(Stored records)
☆ ☆ ☆ ☆ ☆ ☆ ☆
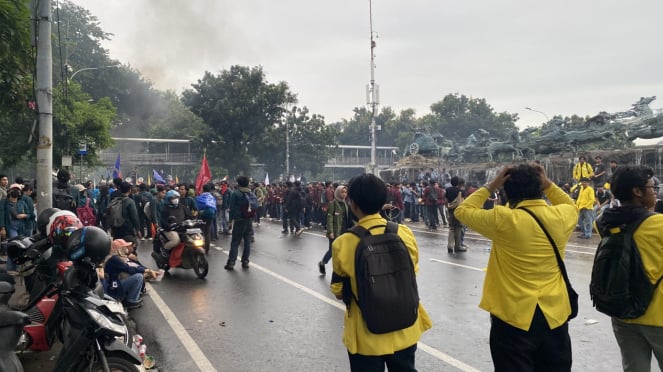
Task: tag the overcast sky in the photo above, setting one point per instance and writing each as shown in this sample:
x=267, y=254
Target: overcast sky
x=559, y=57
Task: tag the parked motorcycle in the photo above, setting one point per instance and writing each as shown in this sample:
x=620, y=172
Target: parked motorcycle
x=92, y=333
x=188, y=254
x=45, y=277
x=11, y=325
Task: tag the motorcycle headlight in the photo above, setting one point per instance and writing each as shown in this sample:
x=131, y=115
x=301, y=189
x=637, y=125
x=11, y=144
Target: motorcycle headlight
x=104, y=322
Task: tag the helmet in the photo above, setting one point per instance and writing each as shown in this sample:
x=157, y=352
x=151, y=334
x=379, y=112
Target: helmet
x=89, y=242
x=43, y=219
x=172, y=194
x=61, y=225
x=17, y=249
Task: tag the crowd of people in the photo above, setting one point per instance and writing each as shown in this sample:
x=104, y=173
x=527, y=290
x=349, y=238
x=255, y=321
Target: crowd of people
x=528, y=217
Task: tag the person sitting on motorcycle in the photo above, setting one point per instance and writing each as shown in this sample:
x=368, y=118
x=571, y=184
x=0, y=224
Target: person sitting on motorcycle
x=172, y=213
x=122, y=280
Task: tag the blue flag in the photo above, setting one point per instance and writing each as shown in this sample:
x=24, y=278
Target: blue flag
x=157, y=177
x=116, y=170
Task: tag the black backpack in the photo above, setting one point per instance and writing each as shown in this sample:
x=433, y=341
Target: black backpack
x=619, y=286
x=432, y=194
x=64, y=200
x=115, y=212
x=387, y=291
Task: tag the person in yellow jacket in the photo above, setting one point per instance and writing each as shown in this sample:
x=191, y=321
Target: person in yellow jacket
x=524, y=290
x=585, y=203
x=369, y=351
x=582, y=169
x=640, y=337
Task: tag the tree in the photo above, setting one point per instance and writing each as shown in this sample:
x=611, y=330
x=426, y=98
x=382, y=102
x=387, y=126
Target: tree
x=239, y=106
x=457, y=116
x=16, y=65
x=80, y=121
x=311, y=143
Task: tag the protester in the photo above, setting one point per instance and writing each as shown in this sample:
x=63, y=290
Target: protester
x=524, y=290
x=338, y=221
x=585, y=203
x=639, y=337
x=369, y=351
x=242, y=226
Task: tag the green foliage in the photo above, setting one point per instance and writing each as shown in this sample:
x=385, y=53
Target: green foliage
x=77, y=120
x=310, y=145
x=239, y=106
x=457, y=116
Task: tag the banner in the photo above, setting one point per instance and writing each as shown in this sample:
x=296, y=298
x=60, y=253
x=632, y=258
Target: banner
x=157, y=177
x=116, y=170
x=204, y=176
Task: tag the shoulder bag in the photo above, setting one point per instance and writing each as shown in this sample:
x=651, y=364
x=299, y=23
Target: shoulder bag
x=573, y=295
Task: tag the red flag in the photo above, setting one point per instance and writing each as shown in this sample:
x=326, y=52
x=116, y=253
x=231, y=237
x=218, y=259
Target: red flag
x=204, y=176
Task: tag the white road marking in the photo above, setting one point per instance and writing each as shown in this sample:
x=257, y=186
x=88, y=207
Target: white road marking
x=458, y=265
x=426, y=348
x=189, y=344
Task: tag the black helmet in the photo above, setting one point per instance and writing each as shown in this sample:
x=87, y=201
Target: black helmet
x=18, y=249
x=43, y=219
x=88, y=242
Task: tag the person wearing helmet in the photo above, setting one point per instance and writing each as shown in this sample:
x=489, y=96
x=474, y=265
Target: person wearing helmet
x=60, y=226
x=173, y=212
x=128, y=229
x=123, y=281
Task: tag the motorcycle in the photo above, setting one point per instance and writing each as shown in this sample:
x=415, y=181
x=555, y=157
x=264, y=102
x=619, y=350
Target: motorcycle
x=11, y=325
x=188, y=254
x=92, y=333
x=45, y=274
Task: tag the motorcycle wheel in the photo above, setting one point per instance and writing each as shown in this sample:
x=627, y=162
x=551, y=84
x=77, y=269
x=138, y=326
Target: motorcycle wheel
x=115, y=364
x=200, y=266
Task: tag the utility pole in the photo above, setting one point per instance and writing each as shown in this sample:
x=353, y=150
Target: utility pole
x=372, y=94
x=44, y=104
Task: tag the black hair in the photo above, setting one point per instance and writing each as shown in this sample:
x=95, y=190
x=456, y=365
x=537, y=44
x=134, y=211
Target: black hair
x=243, y=181
x=367, y=192
x=524, y=183
x=626, y=178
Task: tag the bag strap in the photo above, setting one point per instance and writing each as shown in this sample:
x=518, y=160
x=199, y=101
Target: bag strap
x=562, y=267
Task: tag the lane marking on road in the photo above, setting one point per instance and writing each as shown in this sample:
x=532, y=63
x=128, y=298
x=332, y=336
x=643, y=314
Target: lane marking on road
x=426, y=348
x=458, y=265
x=189, y=344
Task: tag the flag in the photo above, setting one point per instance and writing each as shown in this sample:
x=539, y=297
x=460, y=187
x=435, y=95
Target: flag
x=157, y=177
x=204, y=176
x=116, y=170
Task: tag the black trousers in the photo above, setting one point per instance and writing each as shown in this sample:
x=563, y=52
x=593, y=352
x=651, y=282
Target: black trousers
x=400, y=361
x=539, y=349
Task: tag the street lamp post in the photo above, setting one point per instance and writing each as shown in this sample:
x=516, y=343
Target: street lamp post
x=88, y=69
x=540, y=112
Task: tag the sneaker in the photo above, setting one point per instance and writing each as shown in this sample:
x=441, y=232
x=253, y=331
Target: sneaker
x=133, y=305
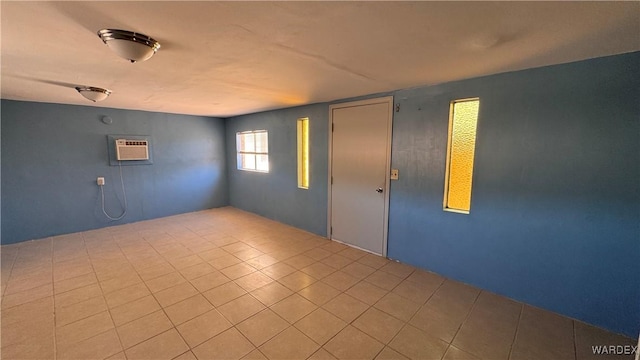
☆ ☆ ☆ ☆ ☆ ☆ ☆
[The task] Copy every line of the records exactly as it is written, but not the pictures.

[Exercise result]
Task: tag the overcast sky in the photo above, setting one point per instance and writing each as shown in this sample:
x=267, y=254
Target: overcast sky
x=559, y=57
Task: tag the parked motorcycle in the photo above, setting one point per instance and writing each as shown in this sample:
x=620, y=172
Target: parked motorcycle
x=92, y=333
x=188, y=254
x=45, y=277
x=11, y=325
Task: tag the motorcycle headlight in the photo above, setting one point per instance and writing each as shown in this sample:
x=131, y=115
x=301, y=189
x=637, y=125
x=11, y=144
Target: motorcycle headlight
x=104, y=322
Task: tag the helmet in the photo above, setting one point per instance and writing each as shown in this sample:
x=157, y=352
x=151, y=334
x=379, y=112
Target: helmet
x=89, y=242
x=43, y=219
x=172, y=194
x=61, y=225
x=17, y=249
Task: tag the crowd of people in the photo above, setting one point per instance and writing each as shown in this sample:
x=104, y=173
x=527, y=290
x=349, y=238
x=255, y=321
Target: crowd of people
x=528, y=217
Task: tag the person sitting on motorcycle in the photo above, setting one point per instance and writing each as shown in this sample:
x=368, y=118
x=571, y=184
x=0, y=224
Target: person sitting on motorcycle
x=172, y=213
x=122, y=280
Task: tag the blue flag in the photo above, setting one point per instance and writing each as shown in this sample:
x=24, y=278
Target: blue flag
x=157, y=177
x=116, y=170
Task: tag the black backpack in the photo above, setting one point per instance and writing each as shown in this sample:
x=433, y=341
Target: black backpack
x=619, y=286
x=432, y=194
x=64, y=200
x=115, y=212
x=387, y=291
Task: tag the person in yellow jacket in the photo above, setting one point per instance and writing each as shown in this sample:
x=191, y=321
Target: person in yellow jacket
x=524, y=290
x=585, y=203
x=369, y=351
x=582, y=169
x=640, y=337
Task: tag the tree in the photo above, setting one point per instance and writing each as shown in this sample:
x=611, y=330
x=426, y=98
x=382, y=102
x=387, y=126
Target: tree
x=239, y=106
x=457, y=116
x=16, y=65
x=80, y=121
x=311, y=143
Task: tag the protester in the photo above, setting one point per instance and writing each as shown in this sample:
x=63, y=290
Target: protester
x=524, y=290
x=338, y=221
x=585, y=203
x=639, y=337
x=369, y=351
x=242, y=226
Task: tag the green foliage in the photo above, setting one point per instance and writing each as shown in this sample:
x=385, y=53
Target: green foliage
x=77, y=120
x=310, y=145
x=239, y=106
x=457, y=116
Task: tag the banner in the photo above, setting one point per instance and writing each as shown in this sample:
x=296, y=298
x=60, y=253
x=632, y=258
Target: banner
x=157, y=177
x=116, y=170
x=204, y=176
Task: tag the shoulder bag in the photo above, setting one point per instance and writing each as shown in this sample:
x=651, y=364
x=299, y=23
Target: shoulder bag
x=573, y=295
Task: tag the red flag in the photo above, setting one point per instance and writing each as shown in this sample:
x=326, y=52
x=116, y=253
x=231, y=237
x=218, y=259
Target: red flag
x=204, y=176
Task: tag the white road marking in the photo above, setting one point per instance and writing each as shown in this sample:
x=257, y=186
x=88, y=207
Target: white road marking
x=458, y=265
x=426, y=348
x=189, y=344
Task: tag the black helmet in the photo above, setting one point per instance and writing each as shown in this sample:
x=87, y=201
Target: black helmet
x=18, y=249
x=43, y=219
x=88, y=242
Task: tag the person wearing helmet in the photo above, setting one point per instance and writing each as shown in this sample:
x=489, y=96
x=474, y=265
Target: person wearing helmet
x=60, y=226
x=173, y=212
x=128, y=229
x=123, y=281
Task: tag the motorcycle in the photo above, setting one point per instance and writing each as shown in this sample:
x=415, y=181
x=555, y=157
x=264, y=102
x=619, y=350
Target: motorcycle
x=11, y=325
x=188, y=254
x=92, y=333
x=45, y=274
Task: tag the motorcycle wheel in the photo above, setting one point per instance and writing each as shown in this sample:
x=627, y=162
x=551, y=84
x=77, y=269
x=138, y=326
Target: motorcycle wheel
x=115, y=364
x=200, y=266
Task: tag the utility pole in the photo above, setting one point per instance and writing each as shown in this sample:
x=353, y=150
Target: utility pole
x=372, y=94
x=44, y=104
Task: tag the black hair in the photo above, setting one point per instance and writing each as shown in this sample:
x=95, y=190
x=456, y=365
x=537, y=44
x=134, y=211
Target: black hair
x=243, y=181
x=367, y=192
x=524, y=183
x=626, y=178
Task: tag the bag strap in the photo above, setting one point per instance and writing each as shown in this sample:
x=518, y=160
x=199, y=101
Target: bag strap
x=562, y=267
Task: tag the lane marking on road in the photo above, setting one point per instance and writing each as shown in this sample:
x=532, y=63
x=128, y=298
x=332, y=336
x=643, y=314
Target: lane marking on road
x=426, y=348
x=458, y=265
x=189, y=344
Task: tag the flag in the photo above, setting one point per instance and writing each as shown in this sample:
x=539, y=297
x=460, y=187
x=435, y=95
Target: flag
x=157, y=177
x=204, y=176
x=116, y=170
Task: tag the black trousers in the photo above, setting one point per instance and writing each as shown in this sample:
x=563, y=52
x=593, y=352
x=651, y=282
Target: black trousers
x=400, y=361
x=539, y=349
Task: tag the street lamp post in the photo above, setting one point per instance and writing each as shown in this sample:
x=516, y=343
Target: street lamp post
x=88, y=69
x=540, y=112
Task: tag the sneaker in the photo above, setting one point per instance and writing each as shown in this sample:
x=441, y=232
x=253, y=331
Target: sneaker
x=133, y=305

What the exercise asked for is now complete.